» **SET TASK**:
Format the listing lines starting at the line containing "[trace] every instance of the white baseboard" and ending at the line containing "POLYGON ((286 116, 284", both included, as a Markdown table with columns Row and Line, numbering each line and leaving out blank lines. Include only those lines.

::::

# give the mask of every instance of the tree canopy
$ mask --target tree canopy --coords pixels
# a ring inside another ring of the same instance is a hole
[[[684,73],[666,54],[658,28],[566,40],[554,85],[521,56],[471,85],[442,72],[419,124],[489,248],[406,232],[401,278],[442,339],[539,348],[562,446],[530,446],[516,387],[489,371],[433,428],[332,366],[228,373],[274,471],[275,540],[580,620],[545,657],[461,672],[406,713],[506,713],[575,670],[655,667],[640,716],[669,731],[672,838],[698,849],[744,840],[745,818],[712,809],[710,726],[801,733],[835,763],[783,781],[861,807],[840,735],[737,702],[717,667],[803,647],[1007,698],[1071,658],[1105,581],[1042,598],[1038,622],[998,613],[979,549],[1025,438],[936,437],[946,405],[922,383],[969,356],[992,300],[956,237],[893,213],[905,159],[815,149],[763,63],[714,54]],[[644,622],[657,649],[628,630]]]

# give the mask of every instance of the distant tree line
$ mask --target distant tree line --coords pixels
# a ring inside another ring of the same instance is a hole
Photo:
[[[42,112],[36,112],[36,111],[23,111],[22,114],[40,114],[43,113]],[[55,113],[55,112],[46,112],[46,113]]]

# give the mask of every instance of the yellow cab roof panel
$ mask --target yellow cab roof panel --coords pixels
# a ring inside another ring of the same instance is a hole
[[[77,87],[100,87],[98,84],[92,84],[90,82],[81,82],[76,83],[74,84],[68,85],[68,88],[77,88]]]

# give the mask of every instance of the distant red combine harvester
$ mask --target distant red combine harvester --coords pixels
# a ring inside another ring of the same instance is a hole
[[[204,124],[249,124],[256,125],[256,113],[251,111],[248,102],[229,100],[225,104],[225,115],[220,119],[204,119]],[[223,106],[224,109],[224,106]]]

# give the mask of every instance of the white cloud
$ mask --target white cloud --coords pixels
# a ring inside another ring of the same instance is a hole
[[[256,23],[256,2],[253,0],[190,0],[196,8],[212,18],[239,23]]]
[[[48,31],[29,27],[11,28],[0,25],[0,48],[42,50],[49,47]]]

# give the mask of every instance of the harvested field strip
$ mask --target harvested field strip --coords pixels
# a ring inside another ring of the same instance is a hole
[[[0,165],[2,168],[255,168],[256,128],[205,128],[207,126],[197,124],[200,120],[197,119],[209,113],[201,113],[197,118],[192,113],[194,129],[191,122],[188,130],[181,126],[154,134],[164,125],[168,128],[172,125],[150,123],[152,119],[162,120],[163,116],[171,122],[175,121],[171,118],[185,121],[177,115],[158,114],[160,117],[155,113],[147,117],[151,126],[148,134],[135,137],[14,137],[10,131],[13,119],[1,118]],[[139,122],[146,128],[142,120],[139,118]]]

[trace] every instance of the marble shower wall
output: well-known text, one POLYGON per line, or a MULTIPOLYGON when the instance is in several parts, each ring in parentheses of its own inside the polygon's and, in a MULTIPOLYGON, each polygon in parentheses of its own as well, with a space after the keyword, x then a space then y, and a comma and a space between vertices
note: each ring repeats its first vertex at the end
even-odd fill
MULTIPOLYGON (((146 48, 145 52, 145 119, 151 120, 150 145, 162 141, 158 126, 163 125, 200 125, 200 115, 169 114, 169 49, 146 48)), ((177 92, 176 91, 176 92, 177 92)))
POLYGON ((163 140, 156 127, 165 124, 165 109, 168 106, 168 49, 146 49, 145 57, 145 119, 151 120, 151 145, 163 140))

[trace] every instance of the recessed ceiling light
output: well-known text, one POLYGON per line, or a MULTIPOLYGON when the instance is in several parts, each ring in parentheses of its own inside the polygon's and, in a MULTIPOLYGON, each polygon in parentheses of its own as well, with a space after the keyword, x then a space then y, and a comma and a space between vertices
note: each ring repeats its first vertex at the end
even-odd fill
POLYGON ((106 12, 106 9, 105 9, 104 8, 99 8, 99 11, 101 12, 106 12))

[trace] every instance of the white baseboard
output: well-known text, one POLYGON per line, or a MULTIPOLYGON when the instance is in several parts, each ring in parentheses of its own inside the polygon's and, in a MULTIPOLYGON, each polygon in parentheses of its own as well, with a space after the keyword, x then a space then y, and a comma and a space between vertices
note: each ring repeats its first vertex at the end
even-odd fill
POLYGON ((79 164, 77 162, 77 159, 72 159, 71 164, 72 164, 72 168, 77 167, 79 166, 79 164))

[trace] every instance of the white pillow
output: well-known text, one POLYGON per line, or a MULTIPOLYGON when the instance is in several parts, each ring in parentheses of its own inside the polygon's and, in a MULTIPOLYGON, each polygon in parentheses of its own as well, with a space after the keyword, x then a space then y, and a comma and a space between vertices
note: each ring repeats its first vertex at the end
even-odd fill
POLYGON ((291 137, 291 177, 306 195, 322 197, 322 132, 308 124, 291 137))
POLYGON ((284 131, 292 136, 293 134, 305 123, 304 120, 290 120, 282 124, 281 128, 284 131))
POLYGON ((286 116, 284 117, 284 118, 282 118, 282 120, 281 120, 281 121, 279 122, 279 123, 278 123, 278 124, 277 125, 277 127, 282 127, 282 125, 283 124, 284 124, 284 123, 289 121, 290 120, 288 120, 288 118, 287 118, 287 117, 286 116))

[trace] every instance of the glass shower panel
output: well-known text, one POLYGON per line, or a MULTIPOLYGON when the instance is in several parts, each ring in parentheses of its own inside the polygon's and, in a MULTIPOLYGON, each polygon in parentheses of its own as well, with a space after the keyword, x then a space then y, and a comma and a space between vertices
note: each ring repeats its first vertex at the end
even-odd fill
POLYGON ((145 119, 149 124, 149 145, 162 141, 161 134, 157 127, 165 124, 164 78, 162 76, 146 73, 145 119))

::::

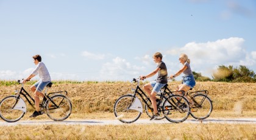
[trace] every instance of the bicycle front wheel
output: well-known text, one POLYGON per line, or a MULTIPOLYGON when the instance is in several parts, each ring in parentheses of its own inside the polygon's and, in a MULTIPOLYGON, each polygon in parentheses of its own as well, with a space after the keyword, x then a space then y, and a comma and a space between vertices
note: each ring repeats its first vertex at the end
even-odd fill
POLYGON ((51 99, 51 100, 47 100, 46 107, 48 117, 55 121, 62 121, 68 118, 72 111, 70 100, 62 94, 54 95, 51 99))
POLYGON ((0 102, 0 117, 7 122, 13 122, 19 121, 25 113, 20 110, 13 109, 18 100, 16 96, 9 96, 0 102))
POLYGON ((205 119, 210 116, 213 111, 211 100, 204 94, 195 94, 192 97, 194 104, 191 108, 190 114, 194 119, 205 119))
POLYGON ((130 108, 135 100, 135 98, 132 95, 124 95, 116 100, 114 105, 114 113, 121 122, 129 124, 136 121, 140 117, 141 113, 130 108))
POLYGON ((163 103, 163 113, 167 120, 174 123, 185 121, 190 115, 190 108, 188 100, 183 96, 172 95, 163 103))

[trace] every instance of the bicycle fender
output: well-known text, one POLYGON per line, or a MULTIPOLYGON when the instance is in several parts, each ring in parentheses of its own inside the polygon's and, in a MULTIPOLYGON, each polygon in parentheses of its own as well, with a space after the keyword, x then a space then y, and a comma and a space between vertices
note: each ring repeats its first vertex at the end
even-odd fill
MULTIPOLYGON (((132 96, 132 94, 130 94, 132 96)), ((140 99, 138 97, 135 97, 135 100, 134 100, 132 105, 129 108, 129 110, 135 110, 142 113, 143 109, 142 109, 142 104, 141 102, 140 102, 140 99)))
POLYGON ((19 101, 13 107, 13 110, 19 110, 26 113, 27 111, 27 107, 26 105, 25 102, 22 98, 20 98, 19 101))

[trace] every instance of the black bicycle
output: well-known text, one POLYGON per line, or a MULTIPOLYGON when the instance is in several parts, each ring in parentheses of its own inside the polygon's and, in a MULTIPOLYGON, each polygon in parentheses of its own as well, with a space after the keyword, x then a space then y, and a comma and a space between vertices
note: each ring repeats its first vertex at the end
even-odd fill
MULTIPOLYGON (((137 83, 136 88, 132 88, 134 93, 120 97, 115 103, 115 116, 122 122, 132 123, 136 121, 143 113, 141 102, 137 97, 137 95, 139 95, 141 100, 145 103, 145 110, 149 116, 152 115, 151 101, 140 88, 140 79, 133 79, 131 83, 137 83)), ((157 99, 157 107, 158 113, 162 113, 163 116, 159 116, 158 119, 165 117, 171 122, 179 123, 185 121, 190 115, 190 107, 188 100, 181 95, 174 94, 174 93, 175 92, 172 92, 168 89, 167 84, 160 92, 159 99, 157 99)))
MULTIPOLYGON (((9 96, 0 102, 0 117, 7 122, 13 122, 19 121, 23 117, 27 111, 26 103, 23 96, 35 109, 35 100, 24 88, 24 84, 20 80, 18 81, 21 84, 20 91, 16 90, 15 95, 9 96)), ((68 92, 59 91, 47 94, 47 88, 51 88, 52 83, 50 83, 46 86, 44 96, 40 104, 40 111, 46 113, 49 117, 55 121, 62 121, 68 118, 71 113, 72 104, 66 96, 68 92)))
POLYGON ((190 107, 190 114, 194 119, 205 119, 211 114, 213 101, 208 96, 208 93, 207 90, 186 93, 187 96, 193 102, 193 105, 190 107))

::::

» **EXERCISE OUTPUT**:
| Row | Line |
|---|---|
| 1 | [trace] every instance of the white baseboard |
| 2 | output: well-known text, one POLYGON per line, or a MULTIPOLYGON when the instance is in several parts, each ring in parentheses of its own inside the polygon's and, in a MULTIPOLYGON, each polygon in parentheses of its own as well, with a space after the keyword, x then a space then y, and a comma and a space between vertices |
| 3 | note: each ring repeats its first vertex at the end |
| 4 | even-odd fill |
| 5 | POLYGON ((79 164, 77 162, 77 159, 72 159, 71 164, 72 164, 72 168, 77 167, 79 166, 79 164)) |
| 6 | [trace] every instance of the white pillow |
| 7 | output: well-known text, one POLYGON per line, or a MULTIPOLYGON when the instance is in several parts, each ring in parentheses of its own inside the polygon's and, in a MULTIPOLYGON, each polygon in parentheses of its own as well, with a space after the keyword, x then a space then y, and a comma and a space between vertices |
| 8 | note: each ring repeats its first vertex at the end |
| 9 | even-odd fill |
| 10 | POLYGON ((291 137, 291 177, 306 195, 322 197, 322 132, 308 124, 291 137)) |
| 11 | POLYGON ((284 131, 292 136, 293 134, 305 123, 304 120, 290 120, 282 124, 281 128, 284 131)) |
| 12 | POLYGON ((286 116, 284 117, 284 118, 282 118, 282 120, 281 120, 281 121, 279 122, 279 123, 278 123, 278 124, 277 125, 277 127, 282 127, 282 125, 283 124, 284 124, 284 123, 289 121, 290 120, 288 120, 288 118, 287 118, 287 117, 286 116)) |